- _PARTIES DE L'EXERCICE_:
1. Recopiez à l'identique le passage du texte sur le montage compris entre « Il est primordial » et « du montage ? », bornes incluses.
2. Dans le texte sur le montage, relevez chaque occurrence du mot « montage » accompagnée des deux mots qui la précèdent immédiatement.

- _BLOC DE TEXTE_:
------------------------

Il est primordial selon moi que le monteur voie les rushes comme un spectateur : j’évite d’aller sur les lieux de tournage, je ne veux pas savoir ce qu’il y a en dehors du cadre, et de fait, je peux ainsi trouver des solutions qui brisent la géographie réelle des lieux, mais qui constituent des solutions efficaces, plus dynamiques. De même rester à l’écart du tournage m’empêche d’être influencé par l’ambiance qui y règne. »

Quelle est la difficulté du montage ?

« Il m’est arrivé souvent par expérience de vouloir brûler les étapes, d’aller trop vite . Bien sûr il y a des séquences qui demandent un véritable acharnement. Mais en fait une grande partie du travail de montage se fait “à l’usure”. C’est parce que du temps a passé entre deux projections de travail que les solutions apparaissent. Le premier montage n’est jamais le bon, surtout s’il suit à la lettre le scénario. L’image raconte toujours plus vite que les mots, on peut s’apercevoir que le début du film est finalement trop explicatif, que l’ordre des séquences va à l’encontre de la dynamique. »

------------------------

- _LISTING_:
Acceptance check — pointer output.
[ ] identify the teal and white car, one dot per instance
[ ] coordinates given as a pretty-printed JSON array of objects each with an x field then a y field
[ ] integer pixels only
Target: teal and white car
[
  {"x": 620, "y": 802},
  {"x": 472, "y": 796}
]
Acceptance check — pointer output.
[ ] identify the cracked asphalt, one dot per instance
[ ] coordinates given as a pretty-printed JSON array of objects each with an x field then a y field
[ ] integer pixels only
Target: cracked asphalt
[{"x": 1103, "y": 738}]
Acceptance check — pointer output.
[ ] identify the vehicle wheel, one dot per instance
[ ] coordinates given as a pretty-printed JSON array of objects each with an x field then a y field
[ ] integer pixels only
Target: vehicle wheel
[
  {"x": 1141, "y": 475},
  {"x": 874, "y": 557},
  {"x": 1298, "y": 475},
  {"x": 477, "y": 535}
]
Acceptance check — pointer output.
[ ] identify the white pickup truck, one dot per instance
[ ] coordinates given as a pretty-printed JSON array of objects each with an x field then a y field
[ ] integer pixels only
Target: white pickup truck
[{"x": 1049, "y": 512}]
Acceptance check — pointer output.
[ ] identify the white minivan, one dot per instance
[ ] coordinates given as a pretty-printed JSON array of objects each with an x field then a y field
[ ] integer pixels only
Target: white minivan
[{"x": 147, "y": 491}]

------------------------

- _RÉPONSES RÉDIGÉES_:
1.
Il est primordial selon moi que le monteur voie les rushes comme un spectateur : j’évite d’aller sur les lieux de tournage, je ne veux pas savoir ce qu’il y a en dehors du cadre, et de fait, je peux ainsi trouver des solutions qui brisent la géographie réelle des lieux, mais qui constituent des solutions efficaces, plus dynamiques. De même rester à l’écart du tournage m’empêche d’être influencé par l’ambiance qui y règne. »

Quelle est la difficulté du montage ?

2.
- difficulté du montage
- travail de montage
- Le premier montage